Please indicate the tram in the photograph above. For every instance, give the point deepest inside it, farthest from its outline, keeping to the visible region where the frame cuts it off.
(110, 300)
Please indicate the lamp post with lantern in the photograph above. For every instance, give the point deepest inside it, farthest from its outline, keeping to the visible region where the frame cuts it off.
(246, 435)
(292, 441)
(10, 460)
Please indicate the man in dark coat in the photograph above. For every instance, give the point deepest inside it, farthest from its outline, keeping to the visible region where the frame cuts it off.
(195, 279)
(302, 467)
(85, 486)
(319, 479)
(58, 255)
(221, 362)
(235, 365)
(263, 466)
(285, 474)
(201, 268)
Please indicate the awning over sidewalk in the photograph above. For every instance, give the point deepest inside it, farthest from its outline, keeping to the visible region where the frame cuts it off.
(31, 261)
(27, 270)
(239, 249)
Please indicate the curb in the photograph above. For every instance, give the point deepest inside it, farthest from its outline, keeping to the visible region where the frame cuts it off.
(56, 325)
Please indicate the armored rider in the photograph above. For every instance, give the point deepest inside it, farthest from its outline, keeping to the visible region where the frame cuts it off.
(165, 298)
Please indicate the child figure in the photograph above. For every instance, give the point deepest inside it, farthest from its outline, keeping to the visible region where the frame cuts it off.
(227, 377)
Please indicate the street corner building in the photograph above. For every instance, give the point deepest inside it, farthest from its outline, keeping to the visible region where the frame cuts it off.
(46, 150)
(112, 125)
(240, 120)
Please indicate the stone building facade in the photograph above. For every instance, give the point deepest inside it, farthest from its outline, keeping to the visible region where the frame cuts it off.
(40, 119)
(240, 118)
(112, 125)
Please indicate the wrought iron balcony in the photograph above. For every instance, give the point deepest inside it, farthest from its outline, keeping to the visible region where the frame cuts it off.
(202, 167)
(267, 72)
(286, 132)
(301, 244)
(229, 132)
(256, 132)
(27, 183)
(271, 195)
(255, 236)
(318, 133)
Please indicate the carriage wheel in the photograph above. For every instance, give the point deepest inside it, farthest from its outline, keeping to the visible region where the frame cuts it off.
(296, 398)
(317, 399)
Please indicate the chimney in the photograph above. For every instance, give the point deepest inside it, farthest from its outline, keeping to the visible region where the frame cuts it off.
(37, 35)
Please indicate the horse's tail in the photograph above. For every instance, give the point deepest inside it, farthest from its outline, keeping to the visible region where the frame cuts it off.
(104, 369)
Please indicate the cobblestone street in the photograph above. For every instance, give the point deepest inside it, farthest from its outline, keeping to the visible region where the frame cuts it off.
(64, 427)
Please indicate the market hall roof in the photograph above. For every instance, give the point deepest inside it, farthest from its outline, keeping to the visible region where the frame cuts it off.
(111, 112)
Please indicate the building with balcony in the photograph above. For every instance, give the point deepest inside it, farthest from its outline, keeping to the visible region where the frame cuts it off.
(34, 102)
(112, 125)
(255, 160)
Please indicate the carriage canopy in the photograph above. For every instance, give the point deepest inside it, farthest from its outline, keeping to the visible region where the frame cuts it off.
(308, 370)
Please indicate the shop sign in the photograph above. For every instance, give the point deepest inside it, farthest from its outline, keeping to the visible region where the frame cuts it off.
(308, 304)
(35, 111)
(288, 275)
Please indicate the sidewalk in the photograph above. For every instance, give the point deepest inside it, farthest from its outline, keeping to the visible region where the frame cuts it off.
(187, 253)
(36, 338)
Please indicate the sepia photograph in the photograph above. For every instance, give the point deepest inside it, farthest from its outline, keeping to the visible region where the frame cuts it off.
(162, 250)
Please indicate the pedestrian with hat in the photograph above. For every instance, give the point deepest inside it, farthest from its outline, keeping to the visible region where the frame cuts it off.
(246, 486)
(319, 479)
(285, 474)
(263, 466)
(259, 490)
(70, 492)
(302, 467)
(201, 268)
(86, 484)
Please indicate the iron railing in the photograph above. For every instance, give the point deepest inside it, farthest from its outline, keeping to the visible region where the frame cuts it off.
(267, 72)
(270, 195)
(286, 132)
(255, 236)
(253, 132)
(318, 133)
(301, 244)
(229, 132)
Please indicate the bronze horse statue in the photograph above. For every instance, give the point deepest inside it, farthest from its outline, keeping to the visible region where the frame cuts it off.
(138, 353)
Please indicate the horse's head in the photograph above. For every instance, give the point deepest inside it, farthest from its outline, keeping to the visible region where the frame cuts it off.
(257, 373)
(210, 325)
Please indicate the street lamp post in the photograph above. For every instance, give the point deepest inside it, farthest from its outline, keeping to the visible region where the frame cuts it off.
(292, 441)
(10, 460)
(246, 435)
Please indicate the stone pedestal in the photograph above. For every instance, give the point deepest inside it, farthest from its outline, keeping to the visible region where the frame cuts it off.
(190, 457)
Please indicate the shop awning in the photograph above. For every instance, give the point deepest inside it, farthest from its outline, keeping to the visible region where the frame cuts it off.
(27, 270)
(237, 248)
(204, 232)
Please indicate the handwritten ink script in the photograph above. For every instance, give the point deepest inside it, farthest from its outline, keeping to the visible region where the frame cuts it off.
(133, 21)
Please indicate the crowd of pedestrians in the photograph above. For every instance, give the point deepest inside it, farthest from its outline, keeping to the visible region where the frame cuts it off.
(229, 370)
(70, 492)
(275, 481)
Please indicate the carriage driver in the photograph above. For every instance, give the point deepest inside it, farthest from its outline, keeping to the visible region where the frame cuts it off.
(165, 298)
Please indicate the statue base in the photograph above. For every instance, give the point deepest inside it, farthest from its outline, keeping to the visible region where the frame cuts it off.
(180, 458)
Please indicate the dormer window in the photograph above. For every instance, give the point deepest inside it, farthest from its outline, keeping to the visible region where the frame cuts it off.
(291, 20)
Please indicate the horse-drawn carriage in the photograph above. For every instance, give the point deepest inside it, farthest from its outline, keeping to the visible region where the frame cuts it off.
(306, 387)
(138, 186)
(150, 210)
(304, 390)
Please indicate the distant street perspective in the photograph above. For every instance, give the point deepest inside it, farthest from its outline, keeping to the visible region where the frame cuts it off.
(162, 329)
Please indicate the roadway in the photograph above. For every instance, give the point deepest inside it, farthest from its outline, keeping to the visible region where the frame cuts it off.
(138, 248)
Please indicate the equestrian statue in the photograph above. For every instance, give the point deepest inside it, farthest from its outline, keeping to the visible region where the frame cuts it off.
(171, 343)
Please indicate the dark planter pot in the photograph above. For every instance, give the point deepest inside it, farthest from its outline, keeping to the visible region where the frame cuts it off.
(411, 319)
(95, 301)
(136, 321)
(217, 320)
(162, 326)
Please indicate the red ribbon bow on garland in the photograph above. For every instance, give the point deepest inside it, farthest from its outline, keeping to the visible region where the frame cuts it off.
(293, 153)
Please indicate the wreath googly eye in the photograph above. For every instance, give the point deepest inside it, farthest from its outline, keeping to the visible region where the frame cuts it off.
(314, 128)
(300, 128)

┄┄┄┄┄┄

• [The exercise]
Extract all of the data shown above without alteration.

• [Answer in full]
Please indicate the tram in the photograph above. For every instance, give the point deepest inside it, farthest from its outline, keeping to the visible region where the frame cuts it off.
(110, 300)
Please indicate the lamp post with lantern in the photograph above. For every instance, give the point deepest inside it, farthest from its outline, keeping to the visible region where the frame cuts it off.
(246, 435)
(292, 441)
(10, 460)
Please indicate the man in dark coat in the photograph above. For every instance, give the point deepest inside it, farthest from its outline, keeping to the visible region where the frame cuts it off.
(195, 279)
(302, 467)
(85, 486)
(319, 479)
(58, 255)
(221, 362)
(235, 365)
(263, 466)
(285, 474)
(201, 268)
Please indicate the awning over sidewalk in the photograph above. For every instance, give the point deepest inside it, farthest from its outline, keeping to the visible region where the frame cuts it off.
(31, 261)
(27, 270)
(239, 249)
Please indicate the curb in the photograph above. For every instance, give the point deepest inside it, farthest from its outline, keeping to the visible region where the frame cuts it off.
(56, 325)
Please indicate the armored rider in the photograph above. For every instance, give the point deepest inside it, farthest from its outline, keeping to the visible region where the frame cuts it off.
(165, 298)
Please indicate the child figure in the photograph above. For every instance, give the point deepest inside it, farthest from its outline, keeping to the visible region where the frame cuts it off.
(227, 377)
Please indicate the street corner building in the photograph above. For every instance, give the point deepest inside it, farthest from its outline, keeping to the visible region where the frame cuts it off.
(46, 150)
(112, 125)
(240, 120)
Please indicate the stone building facade in the photograph above. For every instance, give the point deepest inside it, farthest from its outline, keeping to the visible region where the frame cuts it off.
(40, 119)
(240, 118)
(112, 125)
Please indicate the wrought iron balcony in the photograph above. For every instance, give the point deepest inside it, farthest from its outline, keeping to the visible region where the frame cuts it off.
(202, 167)
(267, 72)
(286, 132)
(301, 244)
(229, 132)
(256, 132)
(27, 183)
(271, 195)
(255, 236)
(318, 133)
Please indicate the carriage wheel in the photograph above. For every instance, give the point deepest inside it, farthest from its outline, keeping to the visible region where the frame cuts it off.
(296, 398)
(317, 399)
Please indicate the chimney in the photograph above. For every instance, give the point deepest inside it, farthest from its outline, keeping to the visible region where the frame cuts it off.
(37, 35)
Please indicate the horse's tail in the photograph above. For every instance, give the point deepest inside it, farthest from its outline, keeping to the visible region where the frame cuts it off.
(104, 369)
Please indicate the cobblestone street in the photograph above. For every instance, give the point deepest inside it, farthest from its outline, keeping to the visible region where the frame cuts it off.
(64, 427)
Please indicate the market hall roof in the photograph above. For every instance, give the point deepest inside it, farthest from its outline, keeping to the visible region where the frame cuts it off.
(111, 112)
Please indicate the building with balcony in the photograph above. For every instance, give the point deepest inside it, farthest from its outline, keeping to the visible region where the frame cuts it off.
(34, 102)
(112, 125)
(255, 160)
Please indicate the carriage canopy in the photograph above. For every instance, give the point deepest inside it, farthest from its outline, keeping to the visible region where the frame cuts it off.
(308, 370)
Please indicate the shop sign in the photograph above. For every instance, give the point deepest inside it, farthest from its outline, keeping to the visible region where the frame cuts it off.
(308, 304)
(35, 111)
(288, 275)
Please indicate the sidewalk in the photograph above. For every instance, give the point deepest inside it, farthest from its outline, keeping to the visible region where the frame cuts it off.
(187, 253)
(36, 338)
Please indicate the sepia photograph in the photograph above. For every instance, give the point deepest inside it, farthest from its outline, keeping to the visible region where the frame cuts it off.
(162, 250)
Please indicate the pedestrian with hat in the photograph above. For every instance, give the point deepest inside it, farthest from its outline, keeping to the visible region where the frame cuts it off.
(246, 486)
(319, 479)
(285, 474)
(263, 466)
(259, 490)
(70, 492)
(302, 467)
(201, 268)
(86, 484)
Please indicate the iron railing in the photograph above. For every instance, give the point deepest inside it, farthest from its outline, keeping to the visible region where the frame cuts it off.
(267, 72)
(270, 195)
(286, 132)
(255, 236)
(253, 132)
(318, 133)
(301, 244)
(229, 132)
Please indicate the bronze horse statue in the photograph above. For every instance, give the point deepest inside it, farthest from its outline, keeping to the visible region where the frame cuts it off.
(138, 353)
Please indicate the horse's head in the photograph above. For every instance, give the point deepest inside it, farthest from its outline, keeping to the visible region where the frame cuts it off.
(257, 373)
(210, 325)
Please indicate the street lamp post in the photograph above. For every instance, give the point deepest inside it, farthest from its outline, keeping to the visible region where the frame cuts it off.
(292, 441)
(10, 460)
(246, 435)
Please indicate the stone pedestal in the photograph above. For every instance, give the point deepest inside it, farthest from its outline, keeping to the visible region where the frame cuts it off.
(190, 457)
Please indicate the shop awning in the photograph above. For every instance, give the point deepest inside it, farthest from its outline, keeping to the visible region where the frame cuts it off.
(27, 270)
(237, 248)
(204, 232)
Please indicate the handwritten ink script in the photograph above. For every instance, give the point deepest inside it, farthest from its outline, keeping to the visible region where the frame cuts it off.
(133, 21)
Please indicate the crowd of pedestrians in the photograph above. For every instance, give the point deepest inside it, farthest from its outline, keeping to the visible region where the frame cuts it off.
(229, 370)
(70, 492)
(275, 481)
Please indicate the carriage driver in the photograph above. For every instance, give the point deepest inside it, farthest from its outline, keeping to the visible region where the frame cuts it off.
(165, 298)
Please indicate the statue base in the photograph above. For every instance, give the point deepest inside it, farthest from its outline, keeping to the visible region where the frame cuts it off.
(180, 458)
Please indicate the dormer window in the photograph above. For every instance, give the point deepest inside it, farthest from its outline, keeping to the visible region where the frame cuts it off.
(291, 20)
Please indicate the horse-drawn carriage in the photograph above. For every instance, give the point deepest inside it, farthest from its outline, keeping to the visible region where the frame cuts it off.
(306, 387)
(138, 186)
(150, 210)
(304, 390)
Please indicate the distant street perspective in the photograph above. For every instance, give the point deepest inside it, farthest from its outline, keeping to the visible region where the frame cuts it off.
(162, 329)
Please indicate the roadway in the photograph above. For every instance, give the point deepest inside it, farthest from its outline, keeping to the visible region where the frame cuts it off.
(138, 248)
Please indicate the equestrian statue in the photograph above. For every instance, give the point deepest inside it, farthest from its outline, keeping to the visible region where the frame cuts it off.
(171, 343)
Please indicate the dark planter pot in the photograph above. For every instance, give the point deepest inside it, farthest from its outline, keeping to the visible region where the frame cuts it off.
(411, 319)
(95, 301)
(136, 321)
(217, 320)
(162, 326)
Please indicate the red ribbon bow on garland in the photograph above. For every instance, give the point deepest inside it, farthest from its outline, keeping to the visible region where the frame cuts it off.
(293, 153)
Please indicate the wreath googly eye in the photograph above. For every instance, give the point deepest inside it, farthest from its outline, keeping to the visible region where the frame cuts it off.
(314, 128)
(300, 128)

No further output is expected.